### SHORT EXERCISE
Pick out every line of the records below that holds the word "water", and copy each one.

### SOURCE RECORDS
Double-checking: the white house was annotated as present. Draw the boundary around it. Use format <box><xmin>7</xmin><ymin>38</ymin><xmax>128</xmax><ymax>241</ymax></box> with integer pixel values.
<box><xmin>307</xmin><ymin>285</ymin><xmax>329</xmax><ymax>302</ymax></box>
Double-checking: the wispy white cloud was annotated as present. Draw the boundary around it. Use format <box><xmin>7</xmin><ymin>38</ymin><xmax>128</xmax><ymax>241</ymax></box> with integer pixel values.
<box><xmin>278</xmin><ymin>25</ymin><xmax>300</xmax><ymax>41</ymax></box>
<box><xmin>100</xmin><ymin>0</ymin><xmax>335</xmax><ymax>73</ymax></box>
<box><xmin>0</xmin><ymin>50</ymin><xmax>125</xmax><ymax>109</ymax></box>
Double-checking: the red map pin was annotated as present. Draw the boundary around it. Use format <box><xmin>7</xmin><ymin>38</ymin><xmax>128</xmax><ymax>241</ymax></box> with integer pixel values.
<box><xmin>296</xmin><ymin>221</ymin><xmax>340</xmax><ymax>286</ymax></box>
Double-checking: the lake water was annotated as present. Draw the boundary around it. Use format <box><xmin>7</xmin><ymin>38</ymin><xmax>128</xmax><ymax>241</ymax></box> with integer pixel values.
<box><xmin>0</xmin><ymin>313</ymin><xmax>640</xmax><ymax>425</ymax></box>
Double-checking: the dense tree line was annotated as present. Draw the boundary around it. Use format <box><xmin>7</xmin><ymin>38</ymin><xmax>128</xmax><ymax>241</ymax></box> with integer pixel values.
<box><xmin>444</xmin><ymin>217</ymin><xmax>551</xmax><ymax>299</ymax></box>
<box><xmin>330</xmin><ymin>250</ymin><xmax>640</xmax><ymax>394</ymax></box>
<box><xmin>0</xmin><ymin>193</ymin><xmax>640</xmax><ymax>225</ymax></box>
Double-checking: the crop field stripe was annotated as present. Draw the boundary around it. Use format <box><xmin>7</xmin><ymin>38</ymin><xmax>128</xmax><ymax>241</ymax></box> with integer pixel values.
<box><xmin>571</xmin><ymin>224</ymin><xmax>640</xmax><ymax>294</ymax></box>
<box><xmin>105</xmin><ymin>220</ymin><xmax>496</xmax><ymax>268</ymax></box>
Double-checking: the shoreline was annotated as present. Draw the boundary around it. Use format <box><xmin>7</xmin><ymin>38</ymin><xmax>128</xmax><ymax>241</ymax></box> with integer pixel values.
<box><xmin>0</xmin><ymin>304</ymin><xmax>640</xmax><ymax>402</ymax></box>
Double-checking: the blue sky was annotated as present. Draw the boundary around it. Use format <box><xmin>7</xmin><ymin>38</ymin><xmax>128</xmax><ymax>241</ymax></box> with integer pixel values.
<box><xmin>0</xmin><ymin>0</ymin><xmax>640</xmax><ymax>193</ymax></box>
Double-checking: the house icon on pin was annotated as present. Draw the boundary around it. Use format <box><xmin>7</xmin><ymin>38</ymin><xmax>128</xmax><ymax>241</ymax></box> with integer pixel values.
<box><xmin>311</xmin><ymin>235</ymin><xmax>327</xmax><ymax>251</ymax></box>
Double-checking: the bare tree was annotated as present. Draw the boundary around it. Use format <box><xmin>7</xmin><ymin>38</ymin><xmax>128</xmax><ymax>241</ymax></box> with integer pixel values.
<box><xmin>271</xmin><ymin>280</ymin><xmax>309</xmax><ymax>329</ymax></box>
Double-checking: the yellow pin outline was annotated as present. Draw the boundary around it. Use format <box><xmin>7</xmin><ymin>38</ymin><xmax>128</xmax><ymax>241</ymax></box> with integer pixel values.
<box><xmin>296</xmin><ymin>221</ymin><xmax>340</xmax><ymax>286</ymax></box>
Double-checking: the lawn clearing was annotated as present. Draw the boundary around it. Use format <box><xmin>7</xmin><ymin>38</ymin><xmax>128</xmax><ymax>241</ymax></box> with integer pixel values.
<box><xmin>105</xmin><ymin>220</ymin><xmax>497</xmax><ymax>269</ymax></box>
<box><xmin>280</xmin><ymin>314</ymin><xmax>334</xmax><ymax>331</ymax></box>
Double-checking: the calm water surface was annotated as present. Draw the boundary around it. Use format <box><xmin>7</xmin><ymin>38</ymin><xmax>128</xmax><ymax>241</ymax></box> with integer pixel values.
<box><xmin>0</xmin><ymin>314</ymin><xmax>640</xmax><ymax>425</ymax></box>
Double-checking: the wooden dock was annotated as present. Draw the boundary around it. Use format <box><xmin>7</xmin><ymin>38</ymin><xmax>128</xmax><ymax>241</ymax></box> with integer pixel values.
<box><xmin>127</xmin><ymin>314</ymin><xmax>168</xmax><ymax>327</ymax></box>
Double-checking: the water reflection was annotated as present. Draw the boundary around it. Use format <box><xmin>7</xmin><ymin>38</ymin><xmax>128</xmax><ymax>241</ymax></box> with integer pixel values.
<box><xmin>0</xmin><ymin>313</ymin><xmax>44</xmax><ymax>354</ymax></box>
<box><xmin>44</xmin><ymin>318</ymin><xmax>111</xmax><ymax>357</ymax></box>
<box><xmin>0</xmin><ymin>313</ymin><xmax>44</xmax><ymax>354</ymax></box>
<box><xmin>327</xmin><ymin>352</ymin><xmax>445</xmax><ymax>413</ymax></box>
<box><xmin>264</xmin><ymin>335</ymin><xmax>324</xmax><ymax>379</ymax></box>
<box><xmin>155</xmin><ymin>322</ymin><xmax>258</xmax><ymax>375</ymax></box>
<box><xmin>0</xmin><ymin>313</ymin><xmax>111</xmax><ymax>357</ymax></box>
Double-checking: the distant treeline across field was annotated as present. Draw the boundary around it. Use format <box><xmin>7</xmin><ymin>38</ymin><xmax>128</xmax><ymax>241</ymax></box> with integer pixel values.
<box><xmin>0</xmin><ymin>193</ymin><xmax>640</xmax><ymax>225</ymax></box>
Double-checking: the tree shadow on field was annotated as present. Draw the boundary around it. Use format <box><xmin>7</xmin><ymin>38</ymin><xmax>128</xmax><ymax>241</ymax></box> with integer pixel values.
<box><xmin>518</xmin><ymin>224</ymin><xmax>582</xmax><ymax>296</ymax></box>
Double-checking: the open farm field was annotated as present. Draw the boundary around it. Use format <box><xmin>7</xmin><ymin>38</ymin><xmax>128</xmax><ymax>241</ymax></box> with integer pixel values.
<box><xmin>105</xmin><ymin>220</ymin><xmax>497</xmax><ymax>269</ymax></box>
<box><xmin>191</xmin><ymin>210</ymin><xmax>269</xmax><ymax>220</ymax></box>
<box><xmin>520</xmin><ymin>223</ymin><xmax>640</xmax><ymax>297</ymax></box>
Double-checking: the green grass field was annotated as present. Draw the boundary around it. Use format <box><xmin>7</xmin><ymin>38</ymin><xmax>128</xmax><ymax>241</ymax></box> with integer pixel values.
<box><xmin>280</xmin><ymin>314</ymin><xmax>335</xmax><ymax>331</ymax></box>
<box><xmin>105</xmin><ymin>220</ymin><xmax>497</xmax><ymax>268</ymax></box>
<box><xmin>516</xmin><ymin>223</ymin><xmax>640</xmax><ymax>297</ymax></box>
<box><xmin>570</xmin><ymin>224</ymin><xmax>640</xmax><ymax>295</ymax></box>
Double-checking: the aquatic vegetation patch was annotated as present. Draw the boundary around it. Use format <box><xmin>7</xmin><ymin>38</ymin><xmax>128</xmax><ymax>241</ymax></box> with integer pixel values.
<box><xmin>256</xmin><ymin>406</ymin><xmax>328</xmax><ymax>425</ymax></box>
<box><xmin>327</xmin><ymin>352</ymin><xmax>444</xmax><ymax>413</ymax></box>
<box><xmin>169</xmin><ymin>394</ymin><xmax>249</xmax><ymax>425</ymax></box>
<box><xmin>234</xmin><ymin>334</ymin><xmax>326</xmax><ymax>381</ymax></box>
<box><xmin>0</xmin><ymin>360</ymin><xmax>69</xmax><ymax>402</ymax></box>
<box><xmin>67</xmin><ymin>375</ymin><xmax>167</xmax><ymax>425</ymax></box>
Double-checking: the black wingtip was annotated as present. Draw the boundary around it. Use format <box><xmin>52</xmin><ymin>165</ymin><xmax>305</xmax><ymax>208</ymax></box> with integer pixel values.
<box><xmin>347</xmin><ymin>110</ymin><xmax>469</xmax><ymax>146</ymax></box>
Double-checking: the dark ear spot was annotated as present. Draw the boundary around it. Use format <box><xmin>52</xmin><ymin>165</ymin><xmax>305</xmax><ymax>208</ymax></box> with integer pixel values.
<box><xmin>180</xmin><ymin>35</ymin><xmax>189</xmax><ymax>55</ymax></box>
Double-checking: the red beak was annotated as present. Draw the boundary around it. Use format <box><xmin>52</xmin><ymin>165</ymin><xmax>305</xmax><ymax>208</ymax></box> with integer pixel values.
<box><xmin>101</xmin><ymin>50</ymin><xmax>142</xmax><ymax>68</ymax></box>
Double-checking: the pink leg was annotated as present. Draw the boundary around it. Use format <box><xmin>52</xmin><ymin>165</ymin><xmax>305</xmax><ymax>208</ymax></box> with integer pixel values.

### RESULT
Double-checking: the lake water was annotated as present. Draw the boundary around it. Use format <box><xmin>7</xmin><ymin>38</ymin><xmax>128</xmax><ymax>241</ymax></box> with integer pixel values.
Double-checking: the calm water surface was annotated as present. Draw the boundary around it. Use format <box><xmin>7</xmin><ymin>38</ymin><xmax>128</xmax><ymax>241</ymax></box> with integer pixel values.
Double-checking: the water reflection was annotated as present. Draw the boundary around it. Use format <box><xmin>7</xmin><ymin>38</ymin><xmax>128</xmax><ymax>241</ymax></box> with integer pixel values.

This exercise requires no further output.